Costa Rican officials always brag about the number of foreign tourists. A detailed report covering 2015 is due out this month, and it most likely will show a significant increase over the 2014 total of 2.4 million.
Many tourism operators are trying hard to find out where these tourists are because the industry is in crisis.
The Instituto Costarricense de Turismo let the cat out of the bag on its institutional Web site. The institute has been using statistics from the immigration agency, but fully 13 percent of those counted as tourists are coming to the country for other reasons.
Just 75 percent of those listed as tourists are coming to Costa Rica for vacations and pleasure, the institute said, adding that 13 percent are coming for business of professional reasons.
The Dirección General de Migración y Extranjería has a number of categories for various types of visitors, but they mostly are not used.
The tourism institute never has clarified that perhaps a half million so-called tourists come from Nicaragua.
Also unknown are the number of repeat visitors who enter the country multiple times each year. Some expats are called perpetual tourists because they live here but leave the country every 90 days to renew their tourism visa.
Efforts to obtain these statistics by a reporter have been unsuccessful.
Only time will tell how the tourism institute counts the 8,000 Cuban migrants who became stranded in the country.
Tourism numbers now are more critical than ever because the country is trying to overcome fears worldwide of the zika virus.
Central government officials said Monday that there was no active circulation of the virus in the country. The press release was designed to counter negative international publicity that has resulted in reservation cancellations.
The Ministerio de Salud y el Instituto Costarricense de Turismo also called on tourism operators to reinforce their efforts at cleaning out places where the mosquito vectors may breed.
The statement quoted Daniel Salas Peraza of the health ministry noting that the high tourism season coincided with the arrival of the dry season in Costa Rica. And he urged residents to prepare for the rainy season by eliminating mosquito breeding sites.
The Ministerio de Educación Pública, the Caja Costarricense de Seguro Social and even the Fuerza Pública have been put to work removing possible breeding spots.
However, despite the press statements, there does not seem to be any organized effort to carry this message to foreign tourists.
Meanwhile, the international media are filled with reminders, and the reports seldom differentiate between Costa Rica and the rest of Latin America.

### MATERIAL SHOWN
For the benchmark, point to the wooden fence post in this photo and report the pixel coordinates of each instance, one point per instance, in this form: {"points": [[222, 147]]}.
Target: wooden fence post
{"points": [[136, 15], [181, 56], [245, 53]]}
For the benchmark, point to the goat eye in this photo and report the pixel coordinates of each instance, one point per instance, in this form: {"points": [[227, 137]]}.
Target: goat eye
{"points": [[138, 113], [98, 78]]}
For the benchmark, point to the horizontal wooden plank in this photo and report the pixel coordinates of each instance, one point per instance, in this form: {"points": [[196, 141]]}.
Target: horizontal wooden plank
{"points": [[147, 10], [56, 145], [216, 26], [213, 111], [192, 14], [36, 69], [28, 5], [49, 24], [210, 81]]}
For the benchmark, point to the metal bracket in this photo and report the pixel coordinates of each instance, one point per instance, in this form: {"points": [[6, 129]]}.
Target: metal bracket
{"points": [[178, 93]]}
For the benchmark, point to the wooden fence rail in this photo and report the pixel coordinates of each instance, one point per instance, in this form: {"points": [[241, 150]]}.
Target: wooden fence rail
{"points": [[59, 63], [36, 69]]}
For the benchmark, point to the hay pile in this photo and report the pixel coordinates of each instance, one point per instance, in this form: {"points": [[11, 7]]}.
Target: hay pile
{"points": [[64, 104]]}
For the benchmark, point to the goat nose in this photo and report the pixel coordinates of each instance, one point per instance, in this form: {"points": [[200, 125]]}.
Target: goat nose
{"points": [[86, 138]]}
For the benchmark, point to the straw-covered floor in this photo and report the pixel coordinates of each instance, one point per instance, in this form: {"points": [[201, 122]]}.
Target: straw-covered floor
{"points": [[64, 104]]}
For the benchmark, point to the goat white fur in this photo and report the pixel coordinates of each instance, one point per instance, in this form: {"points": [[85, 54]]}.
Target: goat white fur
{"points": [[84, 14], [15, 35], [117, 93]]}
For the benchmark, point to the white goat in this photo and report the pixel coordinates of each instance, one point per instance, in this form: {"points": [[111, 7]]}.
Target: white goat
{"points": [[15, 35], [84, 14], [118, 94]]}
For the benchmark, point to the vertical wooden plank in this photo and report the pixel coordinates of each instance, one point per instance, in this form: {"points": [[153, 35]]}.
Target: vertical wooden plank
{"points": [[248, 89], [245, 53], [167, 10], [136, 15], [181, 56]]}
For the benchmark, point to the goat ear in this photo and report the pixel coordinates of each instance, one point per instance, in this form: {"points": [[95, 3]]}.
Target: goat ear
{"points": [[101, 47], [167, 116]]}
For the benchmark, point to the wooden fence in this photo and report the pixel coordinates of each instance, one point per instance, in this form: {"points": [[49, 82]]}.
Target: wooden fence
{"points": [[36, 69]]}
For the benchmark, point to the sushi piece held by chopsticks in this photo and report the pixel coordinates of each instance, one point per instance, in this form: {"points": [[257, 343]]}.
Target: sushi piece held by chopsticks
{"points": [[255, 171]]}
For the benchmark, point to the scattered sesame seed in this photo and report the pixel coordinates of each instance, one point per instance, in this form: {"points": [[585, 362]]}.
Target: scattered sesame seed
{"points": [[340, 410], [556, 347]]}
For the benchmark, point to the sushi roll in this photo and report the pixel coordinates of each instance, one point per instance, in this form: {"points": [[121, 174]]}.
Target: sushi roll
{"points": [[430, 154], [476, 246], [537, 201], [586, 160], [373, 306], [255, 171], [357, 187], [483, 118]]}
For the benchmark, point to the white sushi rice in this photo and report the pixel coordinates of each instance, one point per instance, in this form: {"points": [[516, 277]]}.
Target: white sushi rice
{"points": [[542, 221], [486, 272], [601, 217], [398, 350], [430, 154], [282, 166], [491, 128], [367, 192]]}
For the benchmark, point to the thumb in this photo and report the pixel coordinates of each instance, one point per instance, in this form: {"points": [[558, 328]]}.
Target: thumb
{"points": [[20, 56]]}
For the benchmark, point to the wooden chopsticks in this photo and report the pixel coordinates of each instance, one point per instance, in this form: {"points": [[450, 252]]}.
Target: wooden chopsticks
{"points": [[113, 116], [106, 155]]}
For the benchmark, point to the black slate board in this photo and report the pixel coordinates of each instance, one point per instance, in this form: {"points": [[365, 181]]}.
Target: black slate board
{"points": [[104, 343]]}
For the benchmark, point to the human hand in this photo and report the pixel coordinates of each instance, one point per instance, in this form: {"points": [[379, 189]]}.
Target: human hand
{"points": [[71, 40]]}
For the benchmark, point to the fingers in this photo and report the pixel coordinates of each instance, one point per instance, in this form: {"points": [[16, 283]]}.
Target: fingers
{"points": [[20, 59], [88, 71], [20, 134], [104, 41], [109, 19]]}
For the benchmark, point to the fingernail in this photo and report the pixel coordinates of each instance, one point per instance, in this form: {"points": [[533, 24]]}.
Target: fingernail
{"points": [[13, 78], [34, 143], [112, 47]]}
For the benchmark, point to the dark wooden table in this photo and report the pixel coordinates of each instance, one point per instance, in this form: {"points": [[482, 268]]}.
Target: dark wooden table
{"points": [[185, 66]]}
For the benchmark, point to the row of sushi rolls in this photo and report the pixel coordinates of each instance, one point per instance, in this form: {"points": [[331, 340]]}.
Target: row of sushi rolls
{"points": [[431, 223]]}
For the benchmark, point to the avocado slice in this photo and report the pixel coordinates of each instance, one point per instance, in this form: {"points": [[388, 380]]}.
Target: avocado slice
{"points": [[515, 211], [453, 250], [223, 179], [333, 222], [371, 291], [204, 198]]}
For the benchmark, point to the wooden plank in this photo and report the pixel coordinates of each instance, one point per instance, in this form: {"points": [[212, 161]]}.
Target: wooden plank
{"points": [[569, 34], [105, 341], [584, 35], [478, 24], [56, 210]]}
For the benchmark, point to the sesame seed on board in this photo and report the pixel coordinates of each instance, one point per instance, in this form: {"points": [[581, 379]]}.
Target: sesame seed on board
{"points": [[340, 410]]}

### STUDY QUESTIONS
[1] Answer these from the article on Costa Rica's tourist counts:
(a) What was the 2014 total of foreign tourists?
(b) What share of those listed as tourists come for vacations and pleasure?
(c) How many Cuban migrants became stranded in the country?
[2] According to the article on Costa Rica's tourist counts, why did central government officials issue a press release saying there was no active circulation of the zika virus in the country? Answer in one to three sentences.
[3] Carry the article on Costa Rica's tourist counts and the zika virus on from its last paragraph.

### ACTIVITY ANSWERS
[1]
(a) 2.4 million
(b) 75 percent
(c) 8,000

[2] The press release was meant to counter negative international publicity about the virus. That publicity had led to reservation cancellations.

[3]
There was another reminder of the virus in Washington Monday. President Barack Obama is asking the U.S. Congress for more than $1.8 billion in emergency funding to
help fight the zika virus in the United States and other countries.
U.S. health officials say the funding is critical for developing a vaccine, more efficient diagnostic testing, and for research into suspected links between zika and microcephaly, a condition in newborns that results in deformed skulls and underdeveloped brains.
In a statement Monday, the White House says the funding also would support essential strategies to combat the virus, such as rapidly expanding mosquito control programs and providing health care services and support for low-income pregnant women.
The U.S. Centers for Disease Control and Prevention has reported 50 laboratory confirmed cases among U.S. travelers in the past two months. One was a Texas tourist who visited Nosara in December.
The zika virus is contracted through bites of a variety of the Aedes mosquito, and researchers have found some preliminary evidence it may then be transmitted through sexual contact. It causes no symptoms in 80 percent of those infected. However, a massive spread of the virus in Latin America and the Caribbean, coupled with a huge spike in microcephaly births, has led to widespread scientific speculation that the virus may trigger fetal malformations that leave infants devastatingly disfigured and impaired and their parents bereft of hope.
“We must work aggressively to investigate these outbreaks, and mitigate to the best extent possible, the spread of the virus,” the White House said in its request.
Anne Schuchat, deputy director of the Centers, says women who traveled to zika infected territories should be tested for the virus even if they don’t have symptoms.